[GIVEN ENTRIES]
[Start of section]
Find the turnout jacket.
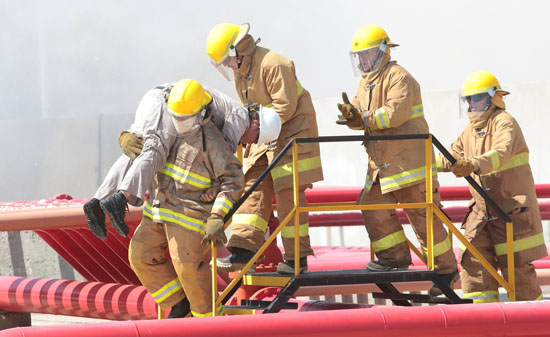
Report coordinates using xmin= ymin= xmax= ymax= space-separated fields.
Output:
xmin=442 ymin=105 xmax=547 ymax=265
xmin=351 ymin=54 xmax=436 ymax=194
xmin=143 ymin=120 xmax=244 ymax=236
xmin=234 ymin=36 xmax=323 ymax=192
[End of section]
[Start of section]
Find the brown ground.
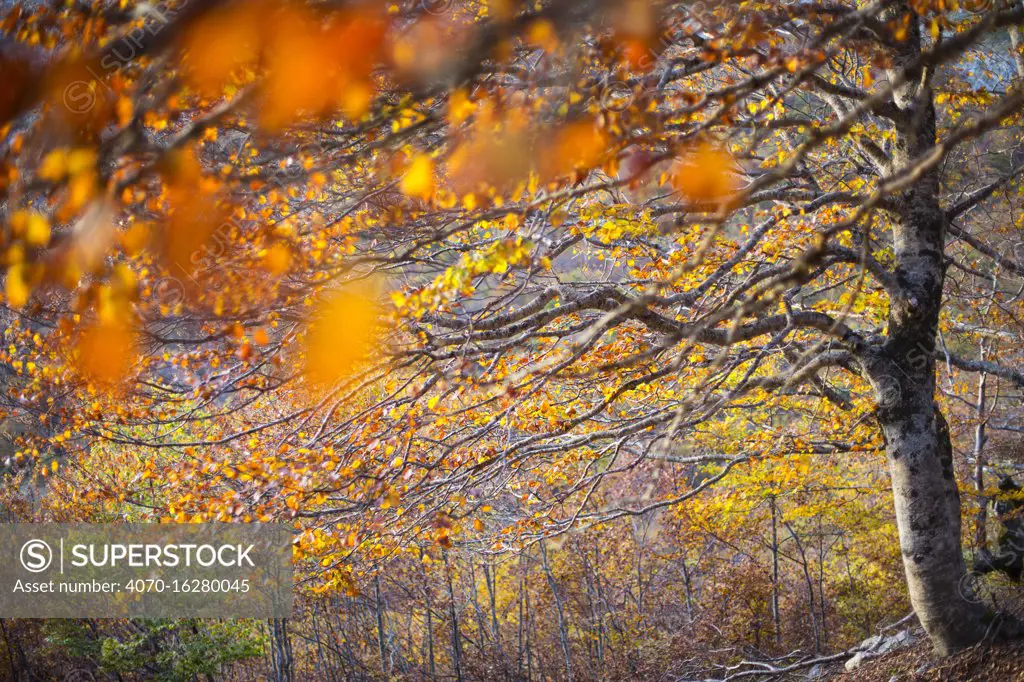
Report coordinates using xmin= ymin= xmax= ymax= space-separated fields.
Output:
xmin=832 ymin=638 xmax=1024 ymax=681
[End of section]
The word "Find" appears in some of the lines above. Copy those lines.

[RESULT FOR THIS TASK]
Find the turnout jacket.
Find the brown ground.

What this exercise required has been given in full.